The task:
Exactly the lines from the one with "Annotate the hanging" to the end of the data below should be set down, and no others.

[Stored data entries]
◆ ◆ ◆

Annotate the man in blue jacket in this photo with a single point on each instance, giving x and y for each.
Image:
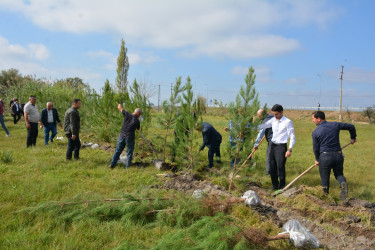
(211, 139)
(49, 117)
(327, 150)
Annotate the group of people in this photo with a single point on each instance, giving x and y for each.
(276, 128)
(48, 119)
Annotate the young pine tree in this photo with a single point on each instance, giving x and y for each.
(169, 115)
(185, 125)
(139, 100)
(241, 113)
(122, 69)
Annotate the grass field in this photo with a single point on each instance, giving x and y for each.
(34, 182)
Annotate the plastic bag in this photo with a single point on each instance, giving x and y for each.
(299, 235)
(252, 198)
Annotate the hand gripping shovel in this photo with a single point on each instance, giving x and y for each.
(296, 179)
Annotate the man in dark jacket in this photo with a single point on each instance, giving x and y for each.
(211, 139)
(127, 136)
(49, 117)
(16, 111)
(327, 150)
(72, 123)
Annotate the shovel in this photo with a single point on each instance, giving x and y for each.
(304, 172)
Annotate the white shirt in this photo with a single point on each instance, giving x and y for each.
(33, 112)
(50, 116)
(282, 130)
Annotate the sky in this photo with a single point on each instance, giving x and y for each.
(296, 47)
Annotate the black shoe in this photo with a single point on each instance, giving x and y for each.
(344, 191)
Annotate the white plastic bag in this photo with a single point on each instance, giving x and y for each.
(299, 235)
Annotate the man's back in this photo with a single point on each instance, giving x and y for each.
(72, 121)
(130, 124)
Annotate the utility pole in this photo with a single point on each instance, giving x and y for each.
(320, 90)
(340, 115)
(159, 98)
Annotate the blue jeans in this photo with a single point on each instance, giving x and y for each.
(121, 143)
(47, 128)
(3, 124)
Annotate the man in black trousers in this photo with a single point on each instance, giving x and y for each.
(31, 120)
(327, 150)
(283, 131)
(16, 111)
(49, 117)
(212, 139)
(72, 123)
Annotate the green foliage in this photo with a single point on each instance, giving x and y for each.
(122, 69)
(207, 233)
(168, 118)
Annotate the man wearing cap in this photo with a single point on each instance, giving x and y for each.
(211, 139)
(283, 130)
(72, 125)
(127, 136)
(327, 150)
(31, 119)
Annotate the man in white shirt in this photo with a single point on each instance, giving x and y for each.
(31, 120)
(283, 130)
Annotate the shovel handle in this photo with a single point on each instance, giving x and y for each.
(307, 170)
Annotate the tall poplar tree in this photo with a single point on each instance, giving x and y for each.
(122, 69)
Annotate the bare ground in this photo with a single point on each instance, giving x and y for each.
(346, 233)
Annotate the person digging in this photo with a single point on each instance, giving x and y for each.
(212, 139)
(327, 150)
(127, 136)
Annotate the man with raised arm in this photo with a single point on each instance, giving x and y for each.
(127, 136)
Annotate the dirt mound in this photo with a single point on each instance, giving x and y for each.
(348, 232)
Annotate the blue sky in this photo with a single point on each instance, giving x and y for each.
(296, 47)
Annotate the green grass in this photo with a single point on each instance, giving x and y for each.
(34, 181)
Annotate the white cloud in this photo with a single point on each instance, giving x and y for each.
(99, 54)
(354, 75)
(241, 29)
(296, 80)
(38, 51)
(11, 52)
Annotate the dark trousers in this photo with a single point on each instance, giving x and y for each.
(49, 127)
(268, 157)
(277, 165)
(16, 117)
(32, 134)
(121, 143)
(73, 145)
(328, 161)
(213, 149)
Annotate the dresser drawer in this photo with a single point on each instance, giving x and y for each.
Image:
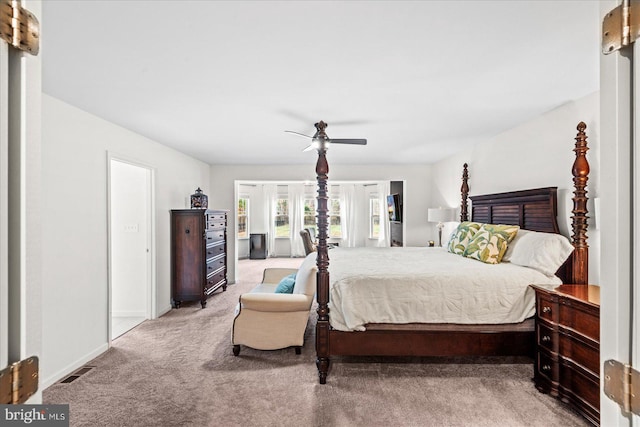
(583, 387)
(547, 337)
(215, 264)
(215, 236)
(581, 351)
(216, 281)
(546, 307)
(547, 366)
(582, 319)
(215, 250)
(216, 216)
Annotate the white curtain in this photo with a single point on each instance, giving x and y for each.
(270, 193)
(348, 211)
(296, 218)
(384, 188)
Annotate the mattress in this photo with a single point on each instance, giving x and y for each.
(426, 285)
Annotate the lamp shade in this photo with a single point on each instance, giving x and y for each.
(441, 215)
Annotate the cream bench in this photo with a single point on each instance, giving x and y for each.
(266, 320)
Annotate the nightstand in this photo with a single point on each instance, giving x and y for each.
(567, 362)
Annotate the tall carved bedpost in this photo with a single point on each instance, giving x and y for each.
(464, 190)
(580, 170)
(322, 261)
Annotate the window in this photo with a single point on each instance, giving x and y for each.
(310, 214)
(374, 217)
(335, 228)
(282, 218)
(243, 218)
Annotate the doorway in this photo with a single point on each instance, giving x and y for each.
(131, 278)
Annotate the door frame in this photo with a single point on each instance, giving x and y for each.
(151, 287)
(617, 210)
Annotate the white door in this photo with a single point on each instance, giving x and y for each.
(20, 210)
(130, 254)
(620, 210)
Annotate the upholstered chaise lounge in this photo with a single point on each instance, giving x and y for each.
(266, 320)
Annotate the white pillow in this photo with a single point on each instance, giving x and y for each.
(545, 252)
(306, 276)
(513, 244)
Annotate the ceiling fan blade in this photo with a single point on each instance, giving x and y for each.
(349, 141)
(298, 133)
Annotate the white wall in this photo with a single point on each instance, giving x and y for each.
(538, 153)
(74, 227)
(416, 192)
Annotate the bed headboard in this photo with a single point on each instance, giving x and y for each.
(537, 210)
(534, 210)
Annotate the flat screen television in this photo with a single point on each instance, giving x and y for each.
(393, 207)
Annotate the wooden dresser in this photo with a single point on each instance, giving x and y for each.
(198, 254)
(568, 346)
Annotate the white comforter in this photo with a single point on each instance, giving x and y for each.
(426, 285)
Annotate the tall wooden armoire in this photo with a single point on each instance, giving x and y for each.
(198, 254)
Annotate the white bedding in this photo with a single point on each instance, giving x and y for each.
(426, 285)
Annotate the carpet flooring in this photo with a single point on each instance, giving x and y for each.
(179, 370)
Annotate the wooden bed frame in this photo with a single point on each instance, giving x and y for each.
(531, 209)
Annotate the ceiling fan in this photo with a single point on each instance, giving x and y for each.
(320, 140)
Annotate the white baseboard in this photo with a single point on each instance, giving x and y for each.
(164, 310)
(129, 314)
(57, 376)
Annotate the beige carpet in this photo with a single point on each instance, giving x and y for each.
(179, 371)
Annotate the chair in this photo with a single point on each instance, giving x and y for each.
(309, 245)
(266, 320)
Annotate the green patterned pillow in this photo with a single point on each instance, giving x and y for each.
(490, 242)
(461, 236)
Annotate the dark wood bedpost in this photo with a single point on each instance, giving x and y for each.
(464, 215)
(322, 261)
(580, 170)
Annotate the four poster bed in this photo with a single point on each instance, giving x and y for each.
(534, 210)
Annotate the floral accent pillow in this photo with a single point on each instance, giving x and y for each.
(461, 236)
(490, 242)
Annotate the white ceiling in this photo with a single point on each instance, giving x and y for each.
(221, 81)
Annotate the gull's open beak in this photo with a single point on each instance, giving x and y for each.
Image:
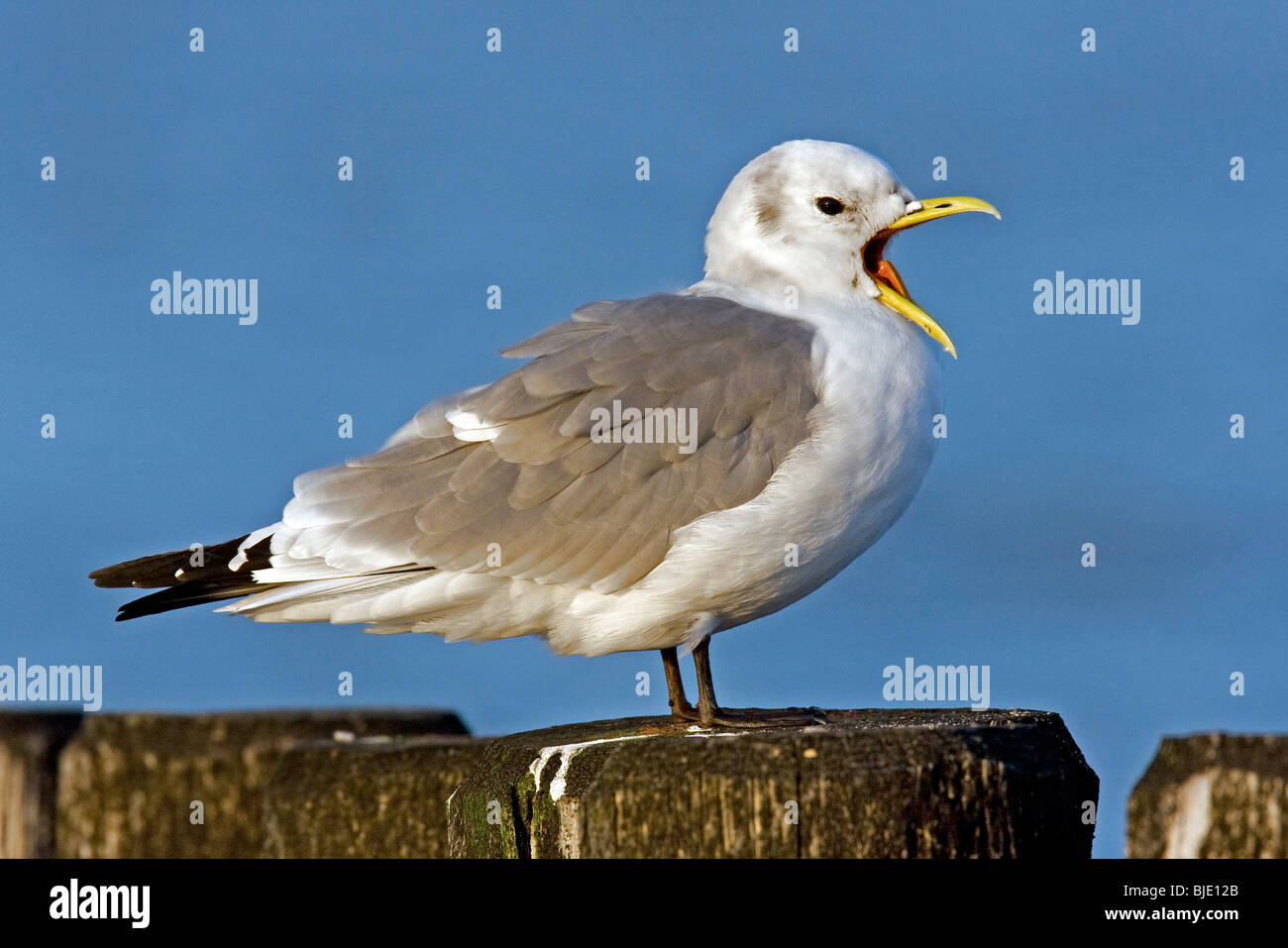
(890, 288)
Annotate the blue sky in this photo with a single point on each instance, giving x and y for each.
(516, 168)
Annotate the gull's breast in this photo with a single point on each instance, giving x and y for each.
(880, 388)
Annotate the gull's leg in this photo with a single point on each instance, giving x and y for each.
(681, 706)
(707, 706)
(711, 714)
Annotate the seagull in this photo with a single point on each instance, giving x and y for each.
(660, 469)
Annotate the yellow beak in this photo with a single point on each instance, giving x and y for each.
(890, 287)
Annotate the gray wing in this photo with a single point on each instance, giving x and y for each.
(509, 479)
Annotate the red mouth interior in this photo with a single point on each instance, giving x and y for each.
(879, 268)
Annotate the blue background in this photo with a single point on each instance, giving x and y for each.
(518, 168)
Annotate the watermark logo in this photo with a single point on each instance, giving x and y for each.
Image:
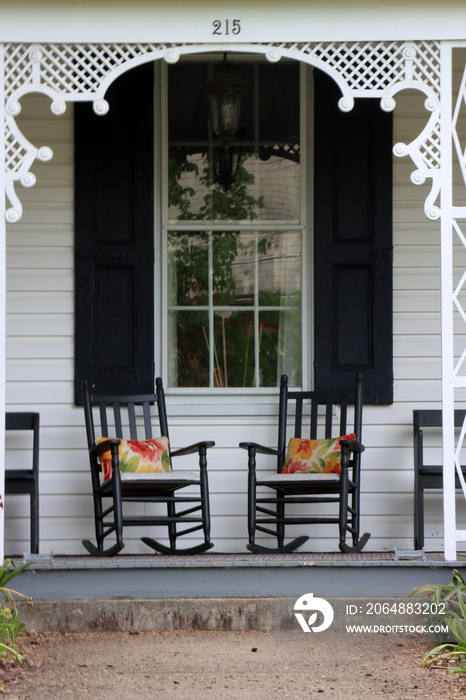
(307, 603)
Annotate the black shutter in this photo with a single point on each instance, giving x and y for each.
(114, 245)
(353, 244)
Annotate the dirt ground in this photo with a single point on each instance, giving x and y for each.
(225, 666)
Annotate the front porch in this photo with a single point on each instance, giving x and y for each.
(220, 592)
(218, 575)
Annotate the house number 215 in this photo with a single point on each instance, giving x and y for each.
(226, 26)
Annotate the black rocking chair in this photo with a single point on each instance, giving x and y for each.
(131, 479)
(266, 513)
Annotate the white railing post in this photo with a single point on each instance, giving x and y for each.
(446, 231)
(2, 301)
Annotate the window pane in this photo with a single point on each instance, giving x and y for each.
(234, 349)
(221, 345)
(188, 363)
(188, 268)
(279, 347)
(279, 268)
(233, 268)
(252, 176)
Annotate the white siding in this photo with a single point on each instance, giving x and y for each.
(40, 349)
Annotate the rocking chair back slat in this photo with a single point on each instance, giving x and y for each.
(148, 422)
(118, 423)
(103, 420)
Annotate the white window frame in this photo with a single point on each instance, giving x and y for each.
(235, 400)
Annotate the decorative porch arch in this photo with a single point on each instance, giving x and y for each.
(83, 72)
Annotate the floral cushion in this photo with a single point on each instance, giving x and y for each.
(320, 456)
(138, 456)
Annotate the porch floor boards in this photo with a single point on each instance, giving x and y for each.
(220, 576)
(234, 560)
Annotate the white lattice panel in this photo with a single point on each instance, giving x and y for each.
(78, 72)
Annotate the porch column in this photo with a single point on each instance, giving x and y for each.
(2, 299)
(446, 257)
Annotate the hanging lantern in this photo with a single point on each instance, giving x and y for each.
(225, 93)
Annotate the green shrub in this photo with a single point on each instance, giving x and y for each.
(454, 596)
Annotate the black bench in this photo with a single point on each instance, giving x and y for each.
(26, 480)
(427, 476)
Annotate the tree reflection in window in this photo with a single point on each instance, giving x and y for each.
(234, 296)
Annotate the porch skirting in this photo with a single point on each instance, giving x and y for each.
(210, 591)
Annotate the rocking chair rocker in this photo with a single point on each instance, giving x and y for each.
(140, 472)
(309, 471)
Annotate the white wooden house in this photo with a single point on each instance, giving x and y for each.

◆ ◆ ◆

Response for this exercise:
Annotate the hanging lantern in this photo with a single point on each instance, giving x and y for each.
(225, 93)
Annotate the green shrub in this photo with a single point on each instance, giving x and y for each.
(454, 596)
Annotate the black bench in this photo with a single point on each instance, giving x and y for each.
(26, 480)
(427, 476)
Annotate the tree reflection in window in this photo with a single point on each instance, giving x and y for each.
(234, 296)
Annotate the porch skirting in this photo with a single point on each instance, giving x and y for each.
(210, 591)
Annotate the rocking chair rocker in this photo with a single point on each instance, giving x and y for each.
(140, 472)
(309, 471)
Annotate the white wooden house in this photo with a single point on each instance, giving x and y for each.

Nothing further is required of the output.